- **Do this**:
Format the data as a numbered list, starting with the line that contains "the bird perched" and going on through the line that contains "[98,93,134,117]", both lines included. Leave out blank lines and pictures.

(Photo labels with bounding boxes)
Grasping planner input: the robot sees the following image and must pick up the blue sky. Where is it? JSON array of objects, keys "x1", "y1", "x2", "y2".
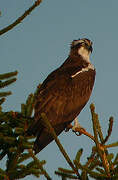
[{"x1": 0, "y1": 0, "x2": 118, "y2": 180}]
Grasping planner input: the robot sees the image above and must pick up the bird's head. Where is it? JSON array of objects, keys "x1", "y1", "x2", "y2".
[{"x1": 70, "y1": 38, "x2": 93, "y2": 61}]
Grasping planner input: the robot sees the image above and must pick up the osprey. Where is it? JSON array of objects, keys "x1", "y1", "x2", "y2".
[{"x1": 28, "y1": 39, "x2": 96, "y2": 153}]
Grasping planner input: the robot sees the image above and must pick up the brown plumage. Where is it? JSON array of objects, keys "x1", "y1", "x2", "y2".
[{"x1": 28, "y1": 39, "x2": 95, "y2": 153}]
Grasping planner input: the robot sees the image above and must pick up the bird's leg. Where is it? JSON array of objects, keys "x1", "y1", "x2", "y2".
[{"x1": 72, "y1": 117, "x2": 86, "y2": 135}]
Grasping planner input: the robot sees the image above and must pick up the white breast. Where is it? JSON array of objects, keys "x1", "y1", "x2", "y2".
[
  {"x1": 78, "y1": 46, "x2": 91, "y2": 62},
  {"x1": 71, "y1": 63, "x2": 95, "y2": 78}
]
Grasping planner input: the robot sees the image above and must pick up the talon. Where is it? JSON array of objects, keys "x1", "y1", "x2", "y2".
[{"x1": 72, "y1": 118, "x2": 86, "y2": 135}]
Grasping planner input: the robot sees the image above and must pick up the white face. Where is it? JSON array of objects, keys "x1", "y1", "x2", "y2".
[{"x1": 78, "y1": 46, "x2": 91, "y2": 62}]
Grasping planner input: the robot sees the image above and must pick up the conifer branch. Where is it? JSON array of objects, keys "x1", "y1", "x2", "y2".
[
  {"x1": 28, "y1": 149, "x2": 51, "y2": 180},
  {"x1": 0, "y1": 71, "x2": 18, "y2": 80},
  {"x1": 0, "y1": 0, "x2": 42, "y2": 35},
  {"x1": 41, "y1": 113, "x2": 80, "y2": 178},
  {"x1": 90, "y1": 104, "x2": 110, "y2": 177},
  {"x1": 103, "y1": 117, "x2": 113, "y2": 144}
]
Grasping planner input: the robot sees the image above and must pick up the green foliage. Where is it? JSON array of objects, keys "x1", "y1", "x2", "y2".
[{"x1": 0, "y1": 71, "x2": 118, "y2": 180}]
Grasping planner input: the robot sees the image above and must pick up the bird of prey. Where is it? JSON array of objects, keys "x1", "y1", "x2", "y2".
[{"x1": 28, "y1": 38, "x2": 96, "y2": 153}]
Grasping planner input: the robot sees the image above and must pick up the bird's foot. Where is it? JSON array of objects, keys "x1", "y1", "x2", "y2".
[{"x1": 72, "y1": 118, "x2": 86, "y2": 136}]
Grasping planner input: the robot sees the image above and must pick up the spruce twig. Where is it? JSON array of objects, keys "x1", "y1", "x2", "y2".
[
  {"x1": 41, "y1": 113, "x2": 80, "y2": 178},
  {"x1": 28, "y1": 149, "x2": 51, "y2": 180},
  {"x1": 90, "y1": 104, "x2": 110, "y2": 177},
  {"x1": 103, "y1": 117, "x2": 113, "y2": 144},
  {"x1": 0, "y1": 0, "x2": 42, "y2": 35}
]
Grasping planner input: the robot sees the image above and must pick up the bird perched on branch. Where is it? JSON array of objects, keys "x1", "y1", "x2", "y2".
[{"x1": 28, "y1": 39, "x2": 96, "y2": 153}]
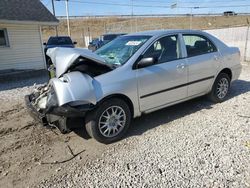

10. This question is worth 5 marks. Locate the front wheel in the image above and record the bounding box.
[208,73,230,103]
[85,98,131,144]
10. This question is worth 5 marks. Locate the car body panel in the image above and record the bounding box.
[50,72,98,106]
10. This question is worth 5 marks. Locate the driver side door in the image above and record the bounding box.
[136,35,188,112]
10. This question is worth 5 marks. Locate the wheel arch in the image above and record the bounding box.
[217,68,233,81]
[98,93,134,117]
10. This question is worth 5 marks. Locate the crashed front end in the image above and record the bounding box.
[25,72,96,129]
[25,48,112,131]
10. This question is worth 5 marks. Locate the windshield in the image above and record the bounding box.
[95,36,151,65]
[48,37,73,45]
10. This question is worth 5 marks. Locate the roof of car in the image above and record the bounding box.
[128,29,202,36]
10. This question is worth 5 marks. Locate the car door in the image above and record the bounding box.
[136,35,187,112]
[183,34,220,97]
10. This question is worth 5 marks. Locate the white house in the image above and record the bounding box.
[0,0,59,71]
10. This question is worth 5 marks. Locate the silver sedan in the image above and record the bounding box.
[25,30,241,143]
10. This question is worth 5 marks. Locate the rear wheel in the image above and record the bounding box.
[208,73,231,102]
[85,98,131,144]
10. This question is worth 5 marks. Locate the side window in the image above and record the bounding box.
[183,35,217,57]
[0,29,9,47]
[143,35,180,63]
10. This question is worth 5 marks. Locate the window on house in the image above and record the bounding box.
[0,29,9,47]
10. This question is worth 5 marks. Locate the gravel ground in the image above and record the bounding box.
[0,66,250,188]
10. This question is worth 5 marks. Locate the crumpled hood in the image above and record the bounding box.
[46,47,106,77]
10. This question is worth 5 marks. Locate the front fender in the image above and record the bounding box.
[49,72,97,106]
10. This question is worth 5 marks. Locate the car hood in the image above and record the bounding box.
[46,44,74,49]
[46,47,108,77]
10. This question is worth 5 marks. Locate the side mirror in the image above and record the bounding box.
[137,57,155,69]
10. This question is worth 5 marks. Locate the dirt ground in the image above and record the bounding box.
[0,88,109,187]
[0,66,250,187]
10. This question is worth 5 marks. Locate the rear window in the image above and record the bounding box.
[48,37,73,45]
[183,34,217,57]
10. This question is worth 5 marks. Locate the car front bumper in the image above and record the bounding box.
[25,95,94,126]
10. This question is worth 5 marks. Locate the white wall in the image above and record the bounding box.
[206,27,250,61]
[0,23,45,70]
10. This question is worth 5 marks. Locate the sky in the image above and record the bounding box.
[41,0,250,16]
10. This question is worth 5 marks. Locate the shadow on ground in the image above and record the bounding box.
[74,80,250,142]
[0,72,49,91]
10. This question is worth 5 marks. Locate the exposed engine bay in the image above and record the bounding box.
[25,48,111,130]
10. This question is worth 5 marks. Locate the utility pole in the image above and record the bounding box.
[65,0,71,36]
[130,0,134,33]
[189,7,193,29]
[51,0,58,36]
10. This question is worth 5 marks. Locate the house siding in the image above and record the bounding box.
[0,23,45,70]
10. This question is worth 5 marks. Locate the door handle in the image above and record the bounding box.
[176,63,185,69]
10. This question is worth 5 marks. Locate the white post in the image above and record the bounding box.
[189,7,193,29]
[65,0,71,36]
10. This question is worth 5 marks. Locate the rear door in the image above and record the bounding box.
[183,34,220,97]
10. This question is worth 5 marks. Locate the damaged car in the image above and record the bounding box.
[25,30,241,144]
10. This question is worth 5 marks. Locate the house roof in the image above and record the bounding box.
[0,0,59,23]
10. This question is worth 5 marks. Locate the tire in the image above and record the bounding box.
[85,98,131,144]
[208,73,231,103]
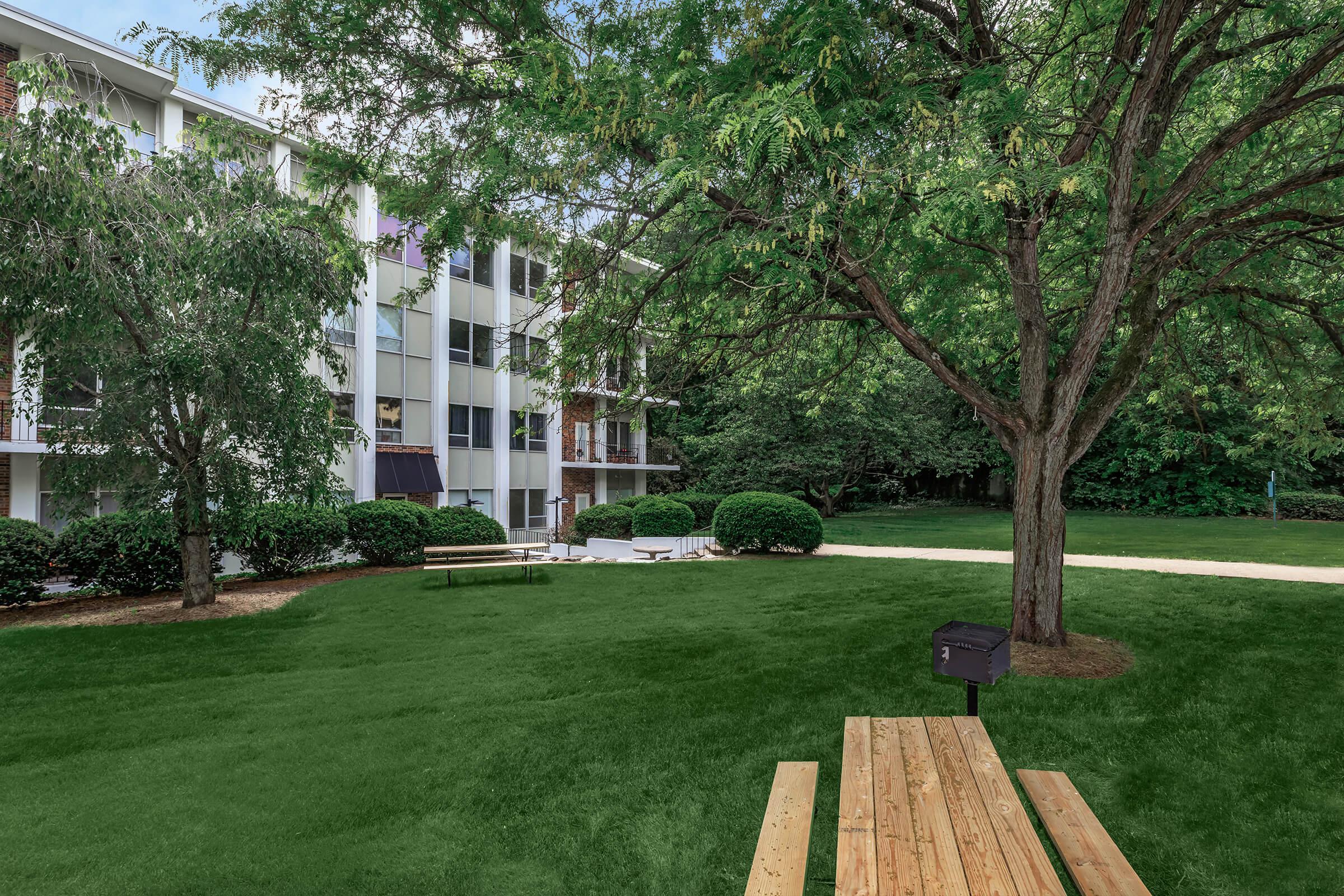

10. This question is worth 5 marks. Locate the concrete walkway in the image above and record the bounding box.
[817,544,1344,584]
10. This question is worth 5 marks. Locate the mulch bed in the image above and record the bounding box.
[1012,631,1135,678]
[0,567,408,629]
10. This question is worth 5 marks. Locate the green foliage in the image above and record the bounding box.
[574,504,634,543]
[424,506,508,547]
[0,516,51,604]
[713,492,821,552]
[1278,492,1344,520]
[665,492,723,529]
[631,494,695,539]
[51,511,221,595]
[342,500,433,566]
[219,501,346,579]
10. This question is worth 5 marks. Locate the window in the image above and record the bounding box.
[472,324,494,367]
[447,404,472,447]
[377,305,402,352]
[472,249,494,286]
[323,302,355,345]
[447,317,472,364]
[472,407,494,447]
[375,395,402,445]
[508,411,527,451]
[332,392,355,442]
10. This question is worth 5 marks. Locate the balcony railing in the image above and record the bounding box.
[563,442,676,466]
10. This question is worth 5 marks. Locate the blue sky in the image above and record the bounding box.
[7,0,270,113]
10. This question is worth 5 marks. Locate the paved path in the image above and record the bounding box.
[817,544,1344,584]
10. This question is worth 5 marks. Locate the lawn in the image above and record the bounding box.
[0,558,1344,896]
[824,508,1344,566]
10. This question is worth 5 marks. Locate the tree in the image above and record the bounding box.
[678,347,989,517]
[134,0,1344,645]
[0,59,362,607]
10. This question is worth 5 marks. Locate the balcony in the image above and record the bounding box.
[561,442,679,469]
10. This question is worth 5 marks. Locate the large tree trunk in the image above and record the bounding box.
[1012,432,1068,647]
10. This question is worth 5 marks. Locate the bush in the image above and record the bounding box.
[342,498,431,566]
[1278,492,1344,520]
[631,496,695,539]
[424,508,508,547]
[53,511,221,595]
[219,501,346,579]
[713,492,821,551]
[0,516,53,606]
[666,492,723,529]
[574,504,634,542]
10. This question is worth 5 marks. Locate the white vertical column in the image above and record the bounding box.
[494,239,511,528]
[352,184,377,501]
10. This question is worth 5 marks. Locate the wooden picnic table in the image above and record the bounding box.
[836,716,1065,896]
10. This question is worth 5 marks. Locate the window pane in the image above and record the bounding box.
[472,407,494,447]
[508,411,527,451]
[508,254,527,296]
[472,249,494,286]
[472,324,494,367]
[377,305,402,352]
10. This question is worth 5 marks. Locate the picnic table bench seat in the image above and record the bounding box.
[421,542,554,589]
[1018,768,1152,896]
---
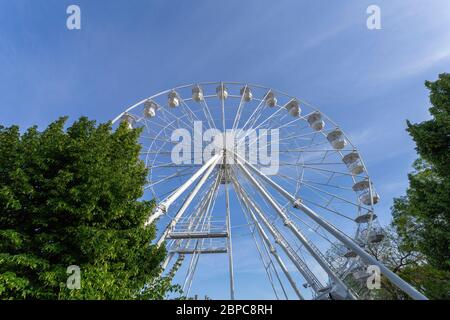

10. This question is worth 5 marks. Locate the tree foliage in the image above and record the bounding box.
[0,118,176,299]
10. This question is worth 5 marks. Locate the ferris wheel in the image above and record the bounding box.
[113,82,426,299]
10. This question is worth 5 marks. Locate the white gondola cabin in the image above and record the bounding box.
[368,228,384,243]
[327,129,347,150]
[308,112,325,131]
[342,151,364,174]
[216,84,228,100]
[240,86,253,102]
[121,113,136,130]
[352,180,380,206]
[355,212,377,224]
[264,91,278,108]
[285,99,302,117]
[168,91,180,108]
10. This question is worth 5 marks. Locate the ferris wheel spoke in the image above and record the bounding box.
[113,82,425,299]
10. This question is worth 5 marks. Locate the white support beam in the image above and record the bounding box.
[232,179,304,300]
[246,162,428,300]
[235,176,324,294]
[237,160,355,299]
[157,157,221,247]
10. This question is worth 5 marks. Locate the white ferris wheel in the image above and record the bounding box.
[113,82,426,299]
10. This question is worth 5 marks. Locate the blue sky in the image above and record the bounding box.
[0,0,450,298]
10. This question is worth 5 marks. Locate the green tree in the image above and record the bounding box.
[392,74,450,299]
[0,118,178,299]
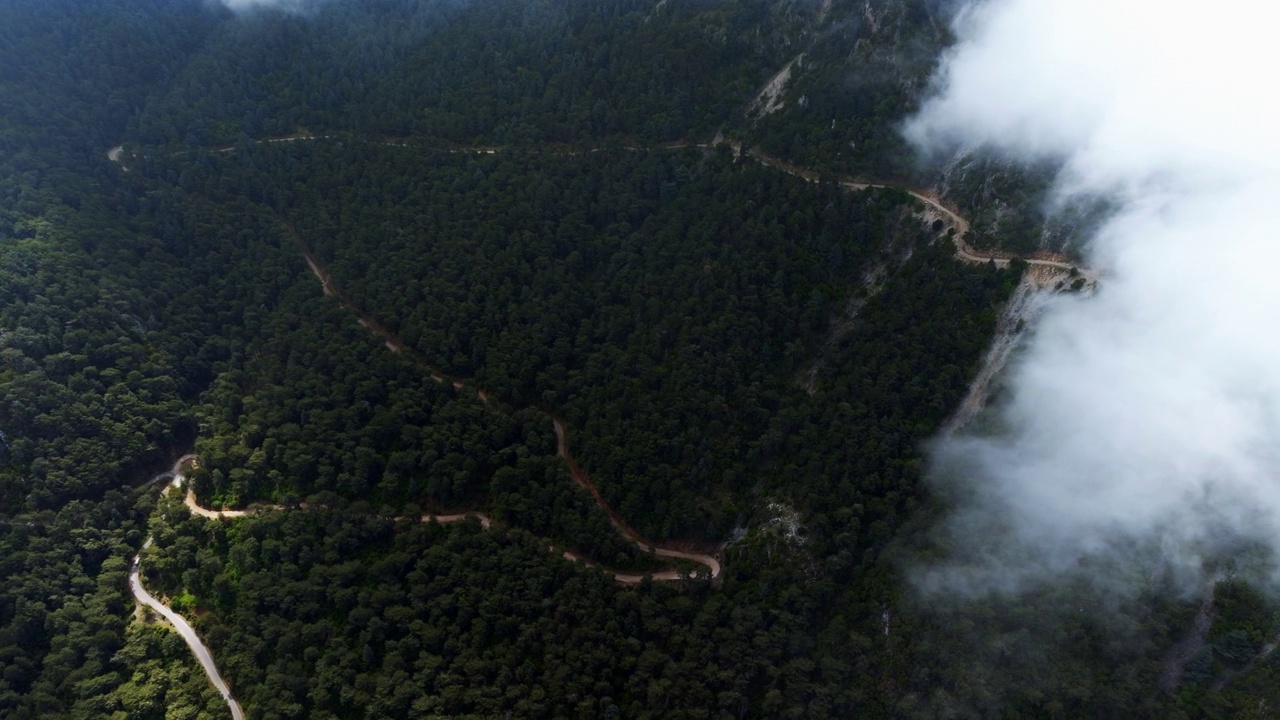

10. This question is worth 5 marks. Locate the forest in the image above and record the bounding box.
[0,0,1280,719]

- **Solution to the exercise**:
1. Grasping planner input: the robot sees the image above and must pick up the bird perched on branch. Where is it? JSON array of objects, keys "x1", "y1", "x2", "y2".
2. [{"x1": 28, "y1": 39, "x2": 96, "y2": 153}]
3. 10. This question is worth 5 marks. Locate the front wheel in the image above and record the bounding box.
4. [208,73,230,103]
5. [85,98,131,144]
6. 10. This question is worth 5 marks. Locate the car body panel in the image above and record the bounding box.
7. [50,72,98,106]
8. 10. This question is worth 5 marks. Locate the driver side door in the image above and record the bounding box.
9. [136,35,188,112]
10. 10. This question is worth 5 marks. Locate the wheel arch in the image above and record the bounding box.
11. [217,68,233,81]
12. [98,93,134,117]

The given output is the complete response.